## Some records
** Begin **

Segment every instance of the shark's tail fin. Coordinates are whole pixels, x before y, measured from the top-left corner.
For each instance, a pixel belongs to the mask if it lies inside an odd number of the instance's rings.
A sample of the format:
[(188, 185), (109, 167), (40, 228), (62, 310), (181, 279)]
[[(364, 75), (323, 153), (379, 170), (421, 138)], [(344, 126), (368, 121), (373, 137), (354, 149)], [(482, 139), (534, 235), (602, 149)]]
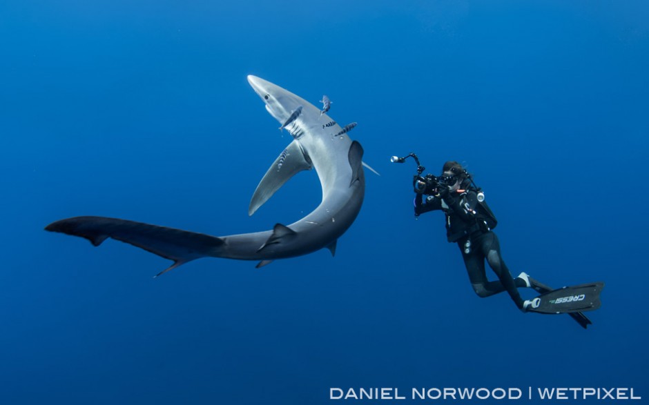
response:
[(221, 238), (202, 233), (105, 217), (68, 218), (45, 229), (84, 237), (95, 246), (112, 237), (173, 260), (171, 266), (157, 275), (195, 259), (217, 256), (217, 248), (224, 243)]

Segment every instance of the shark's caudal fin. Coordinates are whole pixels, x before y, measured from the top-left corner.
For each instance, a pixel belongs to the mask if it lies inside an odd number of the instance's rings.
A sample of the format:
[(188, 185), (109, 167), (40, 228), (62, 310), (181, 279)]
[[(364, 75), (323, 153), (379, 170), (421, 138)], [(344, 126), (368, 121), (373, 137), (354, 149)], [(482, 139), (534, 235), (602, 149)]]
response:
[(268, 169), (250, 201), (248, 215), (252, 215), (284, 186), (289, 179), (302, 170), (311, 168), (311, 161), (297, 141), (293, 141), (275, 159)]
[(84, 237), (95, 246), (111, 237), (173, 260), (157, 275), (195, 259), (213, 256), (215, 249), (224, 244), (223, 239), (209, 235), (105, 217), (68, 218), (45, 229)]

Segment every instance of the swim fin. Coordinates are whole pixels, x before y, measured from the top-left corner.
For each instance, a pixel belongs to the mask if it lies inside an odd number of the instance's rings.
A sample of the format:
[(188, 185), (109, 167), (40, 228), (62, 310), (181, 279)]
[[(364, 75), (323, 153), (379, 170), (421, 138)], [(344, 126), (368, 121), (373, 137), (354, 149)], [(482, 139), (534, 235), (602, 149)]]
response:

** End **

## Brief
Copy out every item above word for word, leaving out the pictures.

## Exercise response
Segment every instance of the shark's tail fin. Coordinates are whole pixels, x before y, measured from the top-left corner.
For each instance, a pixel belongs to the mask if it lies inside an odd number of the instance's rings.
A sample of the format:
[(188, 185), (109, 167), (40, 228), (62, 310), (181, 279)]
[[(364, 75), (323, 153), (379, 170), (421, 138)], [(344, 126), (368, 121), (373, 137), (354, 149)], [(482, 139), (534, 235), (602, 149)]]
response:
[(221, 238), (202, 233), (105, 217), (68, 218), (45, 229), (84, 237), (95, 246), (112, 237), (173, 260), (171, 266), (157, 275), (195, 259), (217, 256), (217, 248), (224, 243)]

Segment every instance of the shark's caudal fin. Coordinates are whole pixels, x before y, measured from the top-left corner.
For each instance, a pixel belongs to the mask if it lies inside an odd number of the instance's rings.
A sample of the format:
[(188, 185), (109, 167), (40, 228), (62, 310), (181, 279)]
[[(364, 75), (323, 153), (379, 170), (421, 138)], [(344, 126), (368, 121), (373, 137), (354, 149)], [(482, 139), (534, 235), (602, 149)]]
response:
[(268, 169), (250, 201), (248, 215), (252, 215), (284, 186), (289, 179), (302, 170), (311, 168), (311, 161), (297, 141), (293, 141), (275, 159)]
[(84, 237), (95, 246), (111, 237), (173, 260), (157, 275), (195, 259), (213, 256), (215, 249), (224, 244), (223, 239), (209, 235), (105, 217), (68, 218), (45, 229)]

Segment every instance of the swim fin. Coordinates are whole pixels, x before y, measured from the top-left corner.
For each instance, a pixel belongs to the mask if it lies inside an odd number of the instance's rings.
A sample of the format:
[(188, 185), (109, 167), (40, 228), (62, 310), (181, 279)]
[[(364, 75), (323, 153), (379, 170), (421, 138)], [(344, 126), (368, 121), (373, 137), (354, 149)], [(482, 139), (534, 235), (602, 149)]]
response:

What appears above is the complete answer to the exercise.